Question de M. MAUREY Hervé (Eure - UC) publiée le 22/09/2011

M. Hervé Maurey attire l'attention de M. le ministre de l'économie, des finances et de l'industrie sur le devenir des biens mobiliers non réclamés.
Depuis la loi n° 2007-1775 du 17 décembre 2007, le phénomène des contrats d'assurance sur la vie non réclamés est connu et des initiatives ont été prises par le législateur pour résorber ce phénomène qui représenterait encore, selon les estimations, entre 1 et 5 milliards d'euros.
Le Sénat a d'ailleurs adopté à l'unanimité en avril 2010 une proposition de loi qui renforce la transparence sur l'état des stocks de contrats non réclamés et les recherches engagées par les sociétés d'assurance pour en retrouver les bénéficiaires. Cette proposition de loi n° 92 (2009-2010) doit encore être examinée par l'Assemblée nationale ; un engagement du Gouvernement en faveur de son inscription à l'ordre du jour serait bienvenu.
Pour autant le phénomène des biens non réclamés ne se limite pas aux seuls contrats d'assurance sur la vie. Les biens non réclamés sont aussi divers que les contenus de coffres-forts, les produits d'épargne retraite, les comptes bancaires, etc. (Le journal Le Monde faisait référence dans son édition du 2 août dernier à la fermeture par les établissements bancaires de plus d'un million de livrets A pour la seule année 2010).
Les causes de perte de contact entre le détenteur d'un bien et son propriétaire sont de plus en plus nombreuses (divorces, déménagements, mobilité professionnelle, etc.).

#####

Problèmes à résoudre -
a – Selon la question écrite sur les biens non réclamés, quel montant représenteraient encore les contrats d'assurance sur la vie non réclamés ?
b – Indiquez si chacune de ces affirmations concorde avec la question écrite sur les biens non réclamés : (i) le Sénat a adopté la proposition de loi à l'unanimité en avril 2010 ; (ii) l'Assemblée nationale a déjà examiné la proposition de loi n° 92 (2009-2010) ; (iii) le phénomène des biens non réclamés se limite aux contrats d'assurance sur la vie.
c – Poursuivez la question écrite sur les biens non réclamés au-delà de sa dernière phrase.

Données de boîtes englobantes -
#####

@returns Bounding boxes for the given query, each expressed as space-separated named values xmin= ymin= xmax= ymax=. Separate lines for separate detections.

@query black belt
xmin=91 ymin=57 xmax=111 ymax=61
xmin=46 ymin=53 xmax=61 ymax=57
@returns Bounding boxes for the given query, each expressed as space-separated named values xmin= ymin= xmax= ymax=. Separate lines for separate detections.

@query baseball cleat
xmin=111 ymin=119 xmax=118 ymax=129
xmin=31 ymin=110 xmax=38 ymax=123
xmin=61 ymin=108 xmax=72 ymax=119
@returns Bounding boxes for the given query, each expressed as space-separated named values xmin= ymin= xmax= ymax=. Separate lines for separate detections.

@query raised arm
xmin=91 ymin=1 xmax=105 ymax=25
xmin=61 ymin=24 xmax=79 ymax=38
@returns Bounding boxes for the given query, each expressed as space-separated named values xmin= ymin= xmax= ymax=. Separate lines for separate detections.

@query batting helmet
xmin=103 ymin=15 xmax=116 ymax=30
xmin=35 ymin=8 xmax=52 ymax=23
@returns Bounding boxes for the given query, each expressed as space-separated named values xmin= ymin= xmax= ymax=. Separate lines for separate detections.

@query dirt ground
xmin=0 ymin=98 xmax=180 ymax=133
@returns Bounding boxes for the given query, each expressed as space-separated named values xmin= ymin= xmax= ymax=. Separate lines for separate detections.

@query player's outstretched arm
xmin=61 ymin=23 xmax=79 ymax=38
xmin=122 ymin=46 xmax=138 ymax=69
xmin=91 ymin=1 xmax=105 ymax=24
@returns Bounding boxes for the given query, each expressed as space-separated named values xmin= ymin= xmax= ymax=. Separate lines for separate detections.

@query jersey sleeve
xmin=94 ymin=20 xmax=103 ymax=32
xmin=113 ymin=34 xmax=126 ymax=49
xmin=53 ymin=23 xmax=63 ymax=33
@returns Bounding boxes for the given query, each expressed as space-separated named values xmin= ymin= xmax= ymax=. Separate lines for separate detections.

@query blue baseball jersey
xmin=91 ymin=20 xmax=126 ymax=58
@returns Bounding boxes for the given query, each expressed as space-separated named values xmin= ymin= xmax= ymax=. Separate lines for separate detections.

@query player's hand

#####

Réponses par tâche -
a – Entre 1 et 5 milliards d'euros, selon les estimations.

b –
(i) Oui : « Le Sénat a d'ailleurs adopté à l'unanimité en avril 2010 une proposition de loi ».
(ii) Non : « Cette proposition de loi n° 92 (2009-2010) doit encore être examinée par l'Assemblée nationale ».
(iii) Non : « le phénomène des biens non réclamés ne se limite pas aux seuls contrats d'assurance sur la vie ».

c –
Or sans cadre législatif définissant ce phénomène, il est très difficile de l'évaluer et plus encore de s'assurer que les biens détenus soient rendus à leurs bénéficiaires ou, le cas échéant, à l'État
Ce phénomène ne se rencontre pas qu'en France ; à titre d'exemple, le Québec s'est doté d'un arsenal législatif qui fixe clairement le délai de détention à partir duquel un bien est considéré comme non réclamé et détermine les obligations de recherche du bénéficiaire sous le contrôle d'une agence gouvernementale qui en assure la publicité.
Aussi il l'interroge sur l'opportunité, à l'instar du Québec, d'inscrire dans notre législation une définition des biens non réclamés et les obligations de recherche afférentes pour les détenteurs.

- page 2411


Réponse du Secrétariat d'État chargé du commerce, de l'artisanat, des petites et moyennes entreprises, du tourisme, des services, des professions libérales et de la consommation publiée le 22/02/2012

Réponse apportée en séance publique le 21/02/2012

M. Hervé Maurey. Madame la présidente, monsieur le secrétaire d'État, mes chers collègues, je souhaite attirer l'attention du Gouvernement sur la problématique des biens mobiliers non réclamés, sujet qui va au-delà de la question des contrats d'assurance vie non réclamés sur laquelle j'ai déjà alerté à plusieurs reprises tant le Gouvernement que mes collègues parlementaires.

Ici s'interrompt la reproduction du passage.